**DIRECTIVE:**
Select and copy each line of the entries below that contains the string "covered", matching its case exactly.
--- Start INPUT MATERIAL ---
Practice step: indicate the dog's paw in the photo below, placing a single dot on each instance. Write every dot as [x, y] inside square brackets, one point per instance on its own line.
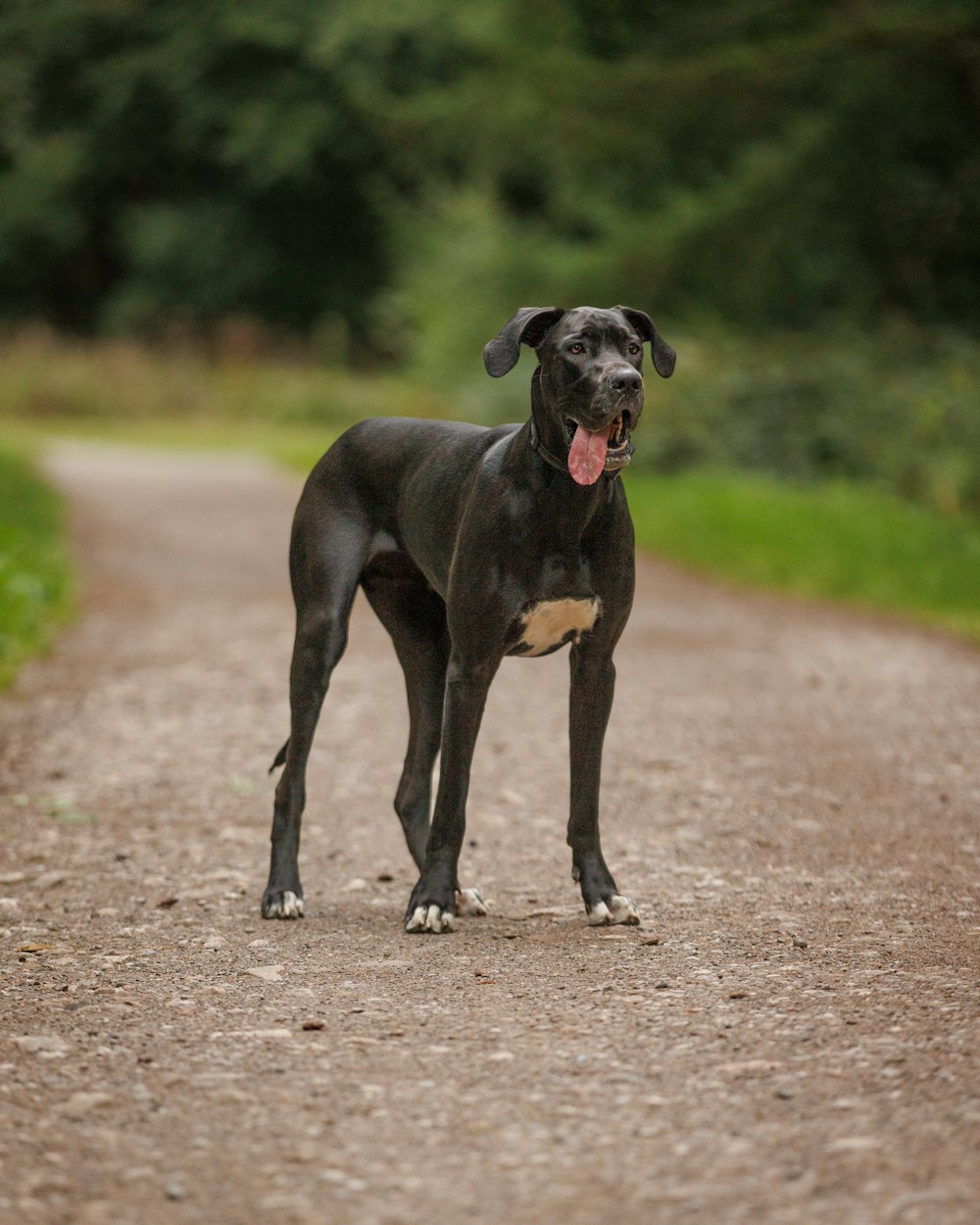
--- End INPUT MATERIAL ---
--- Start INPUT MATERIAL ---
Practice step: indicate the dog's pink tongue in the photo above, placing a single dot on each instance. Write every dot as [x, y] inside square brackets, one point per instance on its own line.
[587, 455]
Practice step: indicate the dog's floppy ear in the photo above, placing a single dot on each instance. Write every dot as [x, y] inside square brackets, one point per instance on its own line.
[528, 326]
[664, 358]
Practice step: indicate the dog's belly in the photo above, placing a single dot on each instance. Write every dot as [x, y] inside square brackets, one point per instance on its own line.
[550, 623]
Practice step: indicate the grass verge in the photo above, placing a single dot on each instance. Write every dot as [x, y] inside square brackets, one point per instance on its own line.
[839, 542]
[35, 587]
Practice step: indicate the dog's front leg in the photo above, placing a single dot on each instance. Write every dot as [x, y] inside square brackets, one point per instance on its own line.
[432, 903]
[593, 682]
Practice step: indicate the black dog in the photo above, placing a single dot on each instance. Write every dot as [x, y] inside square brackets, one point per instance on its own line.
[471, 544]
--- End INPUT MATERIAL ---
--- Start INPUT MATERIAL ---
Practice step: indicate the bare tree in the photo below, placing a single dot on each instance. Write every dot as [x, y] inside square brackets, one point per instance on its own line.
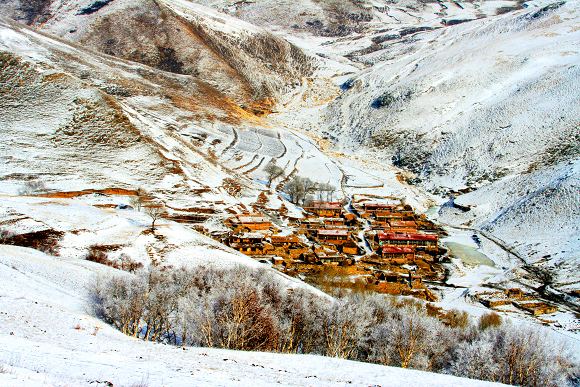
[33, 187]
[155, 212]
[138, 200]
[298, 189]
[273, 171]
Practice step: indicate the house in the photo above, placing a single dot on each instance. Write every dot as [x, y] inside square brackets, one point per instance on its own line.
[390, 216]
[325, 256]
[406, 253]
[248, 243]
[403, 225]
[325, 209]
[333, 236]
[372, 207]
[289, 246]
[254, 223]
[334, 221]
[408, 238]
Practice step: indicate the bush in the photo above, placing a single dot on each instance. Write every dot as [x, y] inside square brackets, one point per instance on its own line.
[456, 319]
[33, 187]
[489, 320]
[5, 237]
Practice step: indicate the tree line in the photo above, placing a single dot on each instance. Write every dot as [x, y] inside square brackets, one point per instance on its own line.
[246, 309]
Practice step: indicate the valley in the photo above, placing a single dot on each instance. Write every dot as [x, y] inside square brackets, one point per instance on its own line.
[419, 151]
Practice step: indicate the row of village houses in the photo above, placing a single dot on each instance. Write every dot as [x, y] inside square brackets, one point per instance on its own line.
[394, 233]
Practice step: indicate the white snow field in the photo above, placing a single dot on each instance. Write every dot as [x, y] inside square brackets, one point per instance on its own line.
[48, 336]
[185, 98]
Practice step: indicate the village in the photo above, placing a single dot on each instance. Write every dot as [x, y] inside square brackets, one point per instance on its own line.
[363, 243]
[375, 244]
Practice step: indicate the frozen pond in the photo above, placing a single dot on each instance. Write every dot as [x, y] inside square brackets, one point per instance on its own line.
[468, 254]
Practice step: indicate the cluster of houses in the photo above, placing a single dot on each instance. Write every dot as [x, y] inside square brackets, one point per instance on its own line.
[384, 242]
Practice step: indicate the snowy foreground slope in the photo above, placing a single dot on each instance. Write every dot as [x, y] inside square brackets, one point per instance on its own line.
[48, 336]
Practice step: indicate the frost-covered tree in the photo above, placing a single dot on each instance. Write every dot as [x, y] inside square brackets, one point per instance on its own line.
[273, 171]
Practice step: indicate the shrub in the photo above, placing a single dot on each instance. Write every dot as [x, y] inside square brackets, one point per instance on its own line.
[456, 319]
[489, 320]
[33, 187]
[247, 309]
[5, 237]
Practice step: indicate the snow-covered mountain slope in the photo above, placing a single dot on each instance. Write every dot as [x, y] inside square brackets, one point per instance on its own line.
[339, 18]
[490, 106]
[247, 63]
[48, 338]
--- End INPUT MATERIAL ---
**SOLUTION TO THE EXERCISE:**
Practice step: indicate the frost-covered tree in the photo above, placing a single dot on each instance. Write every dot as [x, y] inside square brackets, one point per instance on its own line.
Practice step: indicate the snow-covered mountain slope in the photo above, placing a single dot on each instance. Write every dot as [x, y] inside square brackets, one point per instance on its own line.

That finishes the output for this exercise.